**** KUTIPAN YANG DIBERIKAN ****
3. Perilaku Wisatawan Juga Mempengaruhi Macet
Pelanggaran lalu lintas sering terjadi oleh wisatawan. Seperti mereka parkir sembarangan tempat, mereka bahkan berani melawan arus jalan, atau menerobos jalur khusus pengendara lain. Nah, perilaku ini kian memperparah situasi jalanan yang macet.
Dampak Kemacetan pada Lingkungan dan Ekonomi
Kemacetan bukan hanya menimbulkan stres pengendara, tetapi juga berdampak negatif pada lingkungan dan ekonomi masyarakat. Polusi udara akibat kendaraan bermotor otomatis meningkat drastis. Ini mengganggu kesehatan di lingkungan setempat macet.
Sementara aktivitas masyarakat lokal pun yang bergantung pada pariwisata bisa terganggu. Di Pantai Pangandaran, misalnya, macet panjang saat libur membuat sebagian pedagang kehilangan pembeli karena wisatawan tidak sempat mencapai lokasi. Mereka terjebak macet di jalan sehingga pembeli nihil.
Adakah Solusi Mengatasi Kemacetan di Kawasan Wisata?
Untuk mengatasi kemacetan di kawasan wisata tentu ada bila semua stakeholder serius untuk menanganinya. Adapun langkah-langkah berikut dapat diterapkan oleh mereka:
1. Wajib Bagi Pemda Setempat untuk Melaksanakan Pengembangan Infrastruktur
Pemerintah Daerah dan Pusat perlu mempercepat pembangunan jalur alternatif dan pelebaran jalan utama menuju destinasi wisata. Proyek seperti pelebaran jalan lintas selatan Jawa dapat menjadi contoh bagi Pemda. Berikanlah ganti guru pada warga terdampak pelebaran jalan.
2. Pemerintah juga Sudah Saatnya Melaksanakan Tansportasi Publik
Pengadaan shuttle bus atau kereta wisata dari kota besar menuju tempat wisata akan membantu mengurangi jumlah kendaraan pribadi di jalan. Tapi jangan lupa, sediakan lahan atau tempat parkir di daerah transit dari kendaraan pribadi ke shuttle atau kereta wisata.
Lahan parkir itu juga sebagai peluang untuk pendapatan daerah. Kendaraan wisatawan aman, daerah pun mendapatkan dana pemasukan.
3. Pembatasan Kendaraan Pribadi
Dengan adanya shuttle dan kereta wisata, kebijakan seperti sistem kuota kendaraan atau park and ride di luar kawasan wisata dapat membantu mengurangi beban lalu lintas. Macet pun bisa diurai.
**** ENTRI DATASET ****
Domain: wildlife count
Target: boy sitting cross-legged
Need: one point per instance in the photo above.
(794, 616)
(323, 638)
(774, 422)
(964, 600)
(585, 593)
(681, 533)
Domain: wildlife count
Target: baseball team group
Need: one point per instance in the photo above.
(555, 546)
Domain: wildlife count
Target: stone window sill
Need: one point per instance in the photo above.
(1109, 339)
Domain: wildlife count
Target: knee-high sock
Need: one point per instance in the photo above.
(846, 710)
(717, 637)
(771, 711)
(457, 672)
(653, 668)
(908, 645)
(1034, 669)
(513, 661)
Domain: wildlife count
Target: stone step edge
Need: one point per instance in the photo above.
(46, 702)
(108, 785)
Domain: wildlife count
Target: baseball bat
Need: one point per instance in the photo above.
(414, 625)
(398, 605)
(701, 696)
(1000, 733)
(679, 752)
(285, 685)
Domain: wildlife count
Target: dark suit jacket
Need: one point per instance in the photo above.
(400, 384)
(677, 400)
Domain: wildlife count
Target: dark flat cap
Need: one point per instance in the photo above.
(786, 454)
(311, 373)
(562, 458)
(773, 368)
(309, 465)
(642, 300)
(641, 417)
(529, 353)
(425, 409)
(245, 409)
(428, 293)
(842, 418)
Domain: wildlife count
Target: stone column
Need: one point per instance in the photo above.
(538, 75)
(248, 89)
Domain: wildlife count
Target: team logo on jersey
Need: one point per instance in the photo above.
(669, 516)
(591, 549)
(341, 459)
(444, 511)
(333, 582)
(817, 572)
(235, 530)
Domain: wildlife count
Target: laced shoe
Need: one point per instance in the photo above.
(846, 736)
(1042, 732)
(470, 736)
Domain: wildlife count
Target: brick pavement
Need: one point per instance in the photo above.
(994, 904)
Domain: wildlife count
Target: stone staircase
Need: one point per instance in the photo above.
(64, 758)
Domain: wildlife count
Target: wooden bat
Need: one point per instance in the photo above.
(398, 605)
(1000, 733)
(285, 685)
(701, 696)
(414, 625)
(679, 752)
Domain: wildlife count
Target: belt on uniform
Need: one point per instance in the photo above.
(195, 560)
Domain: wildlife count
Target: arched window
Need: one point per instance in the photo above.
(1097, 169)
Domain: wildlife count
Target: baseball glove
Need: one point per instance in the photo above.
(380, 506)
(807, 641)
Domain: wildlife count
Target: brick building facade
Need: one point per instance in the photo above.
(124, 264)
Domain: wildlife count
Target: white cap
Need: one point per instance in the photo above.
****
_TUGAS YANG DIKERJAKAN:_
- a) Menurut kutipan tentang kemacetan di kawasan wisata, di pantai mana pedagang kehilangan pembeli karena macet panjang saat libur?
- b) Sebutkan semua bentuk pelanggaran lalu lintas oleh wisatawan yang disebut dalam kutipan tentang kemacetan di kawasan wisata.

_HASIL:_
- a) Di Pantai Pangandaran.

- b)
- Parkir sembarangan tempat
- Melawan arus jalan
- Menerobos jalur khusus pengendara lain